Entries taken from a collection:

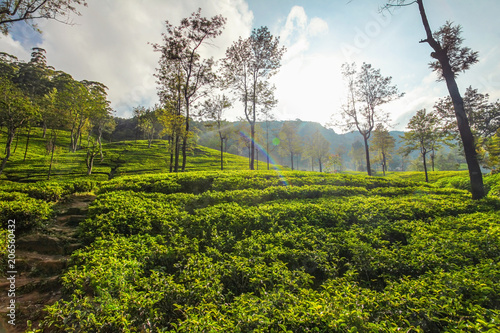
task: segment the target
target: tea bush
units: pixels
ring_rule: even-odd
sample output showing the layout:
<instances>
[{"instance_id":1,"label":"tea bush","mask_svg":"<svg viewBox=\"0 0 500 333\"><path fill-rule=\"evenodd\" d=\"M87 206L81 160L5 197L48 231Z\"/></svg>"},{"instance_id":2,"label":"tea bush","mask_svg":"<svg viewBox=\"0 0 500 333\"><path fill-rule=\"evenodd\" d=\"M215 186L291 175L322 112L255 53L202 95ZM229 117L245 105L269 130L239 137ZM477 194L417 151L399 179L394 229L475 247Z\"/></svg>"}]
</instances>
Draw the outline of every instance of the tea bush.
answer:
<instances>
[{"instance_id":1,"label":"tea bush","mask_svg":"<svg viewBox=\"0 0 500 333\"><path fill-rule=\"evenodd\" d=\"M16 232L40 227L52 216L52 203L34 199L26 193L0 192L0 219L7 228L8 220L16 221Z\"/></svg>"},{"instance_id":2,"label":"tea bush","mask_svg":"<svg viewBox=\"0 0 500 333\"><path fill-rule=\"evenodd\" d=\"M284 174L103 183L80 226L89 246L63 276L67 297L48 308L38 330L500 326L499 198L473 201L442 184Z\"/></svg>"}]
</instances>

*Exercise prompt:* Some lines in the data above may hold the word "target". Say how many, with no other words.

*Result of the exercise:* 2